§ PAGE EXTRACT:
━━━━━━━━

Advantages Of Factoring

  • Factoring replaces high-cost market credit and enables purchases on cash basis, for availing cash discounts.
  • The customer gets instant finance against each invoice.
  • Low margin (up to 20%), thereby improving cash flow.
  • The customer gets large credit/grace period.
  • Each invoice is followed up for payment by the factor, on the due date and thereafter.
  • MIS reports and sales ledger administration is totally taken care of by the factor.
  • Factoring accelerates receivables turnover and improves operating cycle, resulting in more production, larger sales, higher profits and increased ROI.

FORFAITING

What Is Forfaiting?

  • Forfaiting can be defined as financing exports by discounting export receivables, evidenced by bills of exchange or promissory notes, carrying medium to long-term maturities, on fixed rate basis (known as discount) up to 100% of the invoice value.
  • When an exporter transfers his right to receive payment in favour of the forfaiter, the transaction is called forfaiting.
  • Thus, forfaiting is a method of discounting of international trade receivables on a ‘without recourse’ basis.
  • Forfaiting is used for international trade transactions.
  • In fact, it is the discounting of trade receivables such as drafts drawn under letters of credit, bills of exchange, promissory notes, or other freely negotiable instruments on a ‘no recourse’ basis
  • Forfait’ is derived from the French word ‘forfeit’, which means surrendering of rights.
  • All forfaiting transactions have a minimum transaction size, normally in the range of US$ 250,000.
  • In terms of RBI guidelines, Exim Bank and AD Category – I Banks (on Non-recourse basis only) are permitted to handle forfaiting transactions.

Mechanism Of A Forfaiting Transaction

JAIIB IE and IFS Paper-1 Module-D Unit 9 : Factoring, Forfaiting and Trade Receivables Discounting System (6)

━━━━━━━━

§ GIVEN ENTRIES:
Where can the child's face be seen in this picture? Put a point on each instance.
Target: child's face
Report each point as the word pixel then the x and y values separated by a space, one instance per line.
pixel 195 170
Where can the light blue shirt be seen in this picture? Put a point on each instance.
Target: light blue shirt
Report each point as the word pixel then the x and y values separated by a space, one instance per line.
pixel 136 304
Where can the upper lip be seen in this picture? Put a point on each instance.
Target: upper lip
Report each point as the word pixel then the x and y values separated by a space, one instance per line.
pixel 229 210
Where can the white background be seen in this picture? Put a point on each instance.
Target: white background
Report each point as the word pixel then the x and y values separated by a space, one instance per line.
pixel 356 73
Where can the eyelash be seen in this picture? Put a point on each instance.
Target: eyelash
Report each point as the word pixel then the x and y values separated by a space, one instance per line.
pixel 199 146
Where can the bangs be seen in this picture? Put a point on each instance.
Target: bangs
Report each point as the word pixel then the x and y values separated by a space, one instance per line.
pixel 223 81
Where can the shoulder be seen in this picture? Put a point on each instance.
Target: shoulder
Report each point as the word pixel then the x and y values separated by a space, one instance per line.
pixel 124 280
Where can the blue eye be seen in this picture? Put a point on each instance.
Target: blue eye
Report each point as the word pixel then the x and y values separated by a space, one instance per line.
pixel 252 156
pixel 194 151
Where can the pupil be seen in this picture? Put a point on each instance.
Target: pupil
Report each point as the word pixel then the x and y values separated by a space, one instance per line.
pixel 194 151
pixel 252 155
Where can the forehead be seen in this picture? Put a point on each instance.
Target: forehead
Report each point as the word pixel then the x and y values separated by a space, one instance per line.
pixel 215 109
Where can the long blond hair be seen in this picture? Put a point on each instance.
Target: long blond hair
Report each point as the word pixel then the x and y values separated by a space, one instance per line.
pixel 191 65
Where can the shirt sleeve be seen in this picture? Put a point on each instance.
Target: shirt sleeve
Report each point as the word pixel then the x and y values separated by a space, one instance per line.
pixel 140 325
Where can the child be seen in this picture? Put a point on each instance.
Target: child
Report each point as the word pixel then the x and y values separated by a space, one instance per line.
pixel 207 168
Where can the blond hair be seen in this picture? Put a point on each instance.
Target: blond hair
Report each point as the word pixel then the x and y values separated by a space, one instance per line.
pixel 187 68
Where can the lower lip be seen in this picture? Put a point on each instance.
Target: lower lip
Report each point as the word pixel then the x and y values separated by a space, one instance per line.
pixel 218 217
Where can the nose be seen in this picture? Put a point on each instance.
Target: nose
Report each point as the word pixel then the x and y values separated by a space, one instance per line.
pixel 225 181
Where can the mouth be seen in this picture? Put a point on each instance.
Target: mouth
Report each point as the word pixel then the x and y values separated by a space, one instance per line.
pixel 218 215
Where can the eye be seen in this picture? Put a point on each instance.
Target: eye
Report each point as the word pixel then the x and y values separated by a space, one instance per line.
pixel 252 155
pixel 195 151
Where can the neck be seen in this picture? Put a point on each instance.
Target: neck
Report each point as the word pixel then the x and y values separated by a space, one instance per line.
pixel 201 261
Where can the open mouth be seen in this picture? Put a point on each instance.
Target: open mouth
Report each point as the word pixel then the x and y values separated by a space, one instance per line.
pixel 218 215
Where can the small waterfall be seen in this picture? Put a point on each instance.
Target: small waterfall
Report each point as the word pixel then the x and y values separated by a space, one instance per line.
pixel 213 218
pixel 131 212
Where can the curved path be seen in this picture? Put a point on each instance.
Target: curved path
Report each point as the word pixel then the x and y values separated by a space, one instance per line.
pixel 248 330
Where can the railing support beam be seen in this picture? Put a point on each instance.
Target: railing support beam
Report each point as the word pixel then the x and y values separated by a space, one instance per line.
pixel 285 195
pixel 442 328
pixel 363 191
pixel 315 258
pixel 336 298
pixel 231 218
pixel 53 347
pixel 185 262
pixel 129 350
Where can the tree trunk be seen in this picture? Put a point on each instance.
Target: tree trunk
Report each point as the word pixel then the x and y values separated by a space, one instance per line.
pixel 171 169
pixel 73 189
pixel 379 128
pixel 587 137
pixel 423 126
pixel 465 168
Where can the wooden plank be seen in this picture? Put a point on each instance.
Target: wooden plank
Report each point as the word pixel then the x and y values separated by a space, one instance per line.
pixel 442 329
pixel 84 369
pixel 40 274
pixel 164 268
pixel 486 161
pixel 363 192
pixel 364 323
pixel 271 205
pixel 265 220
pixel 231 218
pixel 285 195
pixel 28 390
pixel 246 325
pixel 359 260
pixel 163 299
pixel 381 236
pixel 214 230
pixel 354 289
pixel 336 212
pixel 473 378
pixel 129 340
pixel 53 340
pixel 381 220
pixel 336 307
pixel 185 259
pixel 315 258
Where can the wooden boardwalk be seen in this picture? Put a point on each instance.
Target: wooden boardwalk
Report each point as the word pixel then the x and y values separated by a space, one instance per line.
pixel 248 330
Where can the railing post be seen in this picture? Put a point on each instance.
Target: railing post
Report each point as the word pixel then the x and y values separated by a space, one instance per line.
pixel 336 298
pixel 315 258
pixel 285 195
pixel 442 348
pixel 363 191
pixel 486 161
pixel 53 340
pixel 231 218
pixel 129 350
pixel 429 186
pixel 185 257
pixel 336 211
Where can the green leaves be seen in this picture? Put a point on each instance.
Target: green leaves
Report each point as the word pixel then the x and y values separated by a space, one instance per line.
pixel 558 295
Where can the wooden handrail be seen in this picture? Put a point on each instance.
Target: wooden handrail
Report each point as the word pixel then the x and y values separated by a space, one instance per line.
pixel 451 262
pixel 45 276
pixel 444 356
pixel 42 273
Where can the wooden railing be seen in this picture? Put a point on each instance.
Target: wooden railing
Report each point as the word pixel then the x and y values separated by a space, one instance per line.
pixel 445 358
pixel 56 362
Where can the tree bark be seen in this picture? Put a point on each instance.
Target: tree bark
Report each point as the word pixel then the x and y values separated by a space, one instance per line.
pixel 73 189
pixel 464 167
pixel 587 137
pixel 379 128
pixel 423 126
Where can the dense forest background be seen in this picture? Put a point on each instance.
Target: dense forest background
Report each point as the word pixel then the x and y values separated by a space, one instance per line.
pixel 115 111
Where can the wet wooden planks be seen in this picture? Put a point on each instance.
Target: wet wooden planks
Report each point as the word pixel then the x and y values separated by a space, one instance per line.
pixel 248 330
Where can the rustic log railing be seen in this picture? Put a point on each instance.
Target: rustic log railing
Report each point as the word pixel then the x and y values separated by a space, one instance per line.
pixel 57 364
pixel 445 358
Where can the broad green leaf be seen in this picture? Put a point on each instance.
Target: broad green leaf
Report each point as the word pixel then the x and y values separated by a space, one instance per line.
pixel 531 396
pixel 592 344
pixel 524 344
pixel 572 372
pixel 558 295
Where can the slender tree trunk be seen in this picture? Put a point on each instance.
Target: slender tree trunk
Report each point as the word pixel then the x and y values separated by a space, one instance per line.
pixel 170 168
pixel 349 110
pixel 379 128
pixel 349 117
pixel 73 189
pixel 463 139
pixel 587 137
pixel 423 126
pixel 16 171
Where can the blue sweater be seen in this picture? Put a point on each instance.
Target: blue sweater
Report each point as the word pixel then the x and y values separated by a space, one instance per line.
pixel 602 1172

━━━━━━━━

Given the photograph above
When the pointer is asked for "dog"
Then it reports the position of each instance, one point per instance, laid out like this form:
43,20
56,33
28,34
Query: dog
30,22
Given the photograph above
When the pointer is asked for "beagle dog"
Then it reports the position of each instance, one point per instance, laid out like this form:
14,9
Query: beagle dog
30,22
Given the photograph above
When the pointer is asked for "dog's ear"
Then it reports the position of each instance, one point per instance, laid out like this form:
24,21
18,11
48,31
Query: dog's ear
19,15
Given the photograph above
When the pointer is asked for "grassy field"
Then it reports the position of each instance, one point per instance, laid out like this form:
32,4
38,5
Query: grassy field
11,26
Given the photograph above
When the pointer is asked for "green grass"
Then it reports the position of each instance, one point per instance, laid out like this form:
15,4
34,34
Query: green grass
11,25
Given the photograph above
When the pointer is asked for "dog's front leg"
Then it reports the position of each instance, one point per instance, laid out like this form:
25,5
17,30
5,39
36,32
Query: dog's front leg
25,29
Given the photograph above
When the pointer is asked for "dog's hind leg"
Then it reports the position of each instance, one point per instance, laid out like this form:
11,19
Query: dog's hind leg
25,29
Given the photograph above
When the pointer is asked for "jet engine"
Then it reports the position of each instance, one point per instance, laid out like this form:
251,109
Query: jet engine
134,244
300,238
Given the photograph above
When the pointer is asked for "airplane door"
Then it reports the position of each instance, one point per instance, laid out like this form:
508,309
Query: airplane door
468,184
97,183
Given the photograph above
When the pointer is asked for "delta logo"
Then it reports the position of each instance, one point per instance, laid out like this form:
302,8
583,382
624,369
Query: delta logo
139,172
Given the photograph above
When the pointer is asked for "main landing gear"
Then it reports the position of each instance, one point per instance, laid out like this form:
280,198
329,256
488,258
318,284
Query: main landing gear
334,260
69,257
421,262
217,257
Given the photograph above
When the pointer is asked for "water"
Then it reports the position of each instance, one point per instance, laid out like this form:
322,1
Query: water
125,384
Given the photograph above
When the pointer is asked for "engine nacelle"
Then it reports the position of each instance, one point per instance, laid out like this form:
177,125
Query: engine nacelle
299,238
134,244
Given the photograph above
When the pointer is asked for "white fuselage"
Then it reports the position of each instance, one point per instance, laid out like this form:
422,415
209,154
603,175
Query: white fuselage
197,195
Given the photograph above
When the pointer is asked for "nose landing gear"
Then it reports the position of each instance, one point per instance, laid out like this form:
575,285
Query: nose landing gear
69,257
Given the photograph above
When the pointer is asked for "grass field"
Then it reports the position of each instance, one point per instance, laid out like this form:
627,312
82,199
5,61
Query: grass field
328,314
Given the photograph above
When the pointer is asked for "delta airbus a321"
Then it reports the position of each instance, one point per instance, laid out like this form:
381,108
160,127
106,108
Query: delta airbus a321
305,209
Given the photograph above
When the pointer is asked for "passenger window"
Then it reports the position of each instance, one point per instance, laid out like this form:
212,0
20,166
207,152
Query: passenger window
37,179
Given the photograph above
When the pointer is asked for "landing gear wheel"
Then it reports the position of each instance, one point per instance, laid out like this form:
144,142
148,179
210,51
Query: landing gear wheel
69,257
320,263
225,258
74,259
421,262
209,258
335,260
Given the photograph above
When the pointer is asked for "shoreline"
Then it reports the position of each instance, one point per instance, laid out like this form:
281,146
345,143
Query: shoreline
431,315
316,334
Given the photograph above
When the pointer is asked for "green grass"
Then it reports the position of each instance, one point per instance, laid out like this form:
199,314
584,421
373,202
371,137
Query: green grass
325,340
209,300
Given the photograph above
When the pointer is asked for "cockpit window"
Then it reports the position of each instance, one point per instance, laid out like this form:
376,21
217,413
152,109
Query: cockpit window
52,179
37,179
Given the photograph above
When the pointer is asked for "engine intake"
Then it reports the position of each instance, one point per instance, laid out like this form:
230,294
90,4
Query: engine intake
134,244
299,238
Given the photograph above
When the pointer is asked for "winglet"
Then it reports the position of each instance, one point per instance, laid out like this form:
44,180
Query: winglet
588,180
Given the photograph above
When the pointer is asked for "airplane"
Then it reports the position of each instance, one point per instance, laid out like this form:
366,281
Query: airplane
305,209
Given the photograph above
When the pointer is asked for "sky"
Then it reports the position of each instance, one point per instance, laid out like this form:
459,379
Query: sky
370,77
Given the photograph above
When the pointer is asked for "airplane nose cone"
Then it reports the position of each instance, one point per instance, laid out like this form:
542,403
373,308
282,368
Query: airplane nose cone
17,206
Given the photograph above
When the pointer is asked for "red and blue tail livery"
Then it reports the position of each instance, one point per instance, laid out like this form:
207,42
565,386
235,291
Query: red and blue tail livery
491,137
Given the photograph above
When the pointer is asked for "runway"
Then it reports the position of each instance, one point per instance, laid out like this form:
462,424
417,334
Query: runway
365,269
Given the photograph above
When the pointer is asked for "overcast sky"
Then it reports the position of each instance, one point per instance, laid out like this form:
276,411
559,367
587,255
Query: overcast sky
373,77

━━━━━━━━

§ EXERCISE TASK:
In the factoring and forfaiting notes above, set down word for word the passage from "What Is Forfaiting?" up to and including "the invoice value.".

§ OUTPUT:
What Is Forfaiting?

  • Forfaiting can be defined as financing exports by discounting export receivables, evidenced by bills of exchange or promissory notes, carrying medium to long-term maturities, on fixed rate basis (known as discount) up to 100% of the invoice value.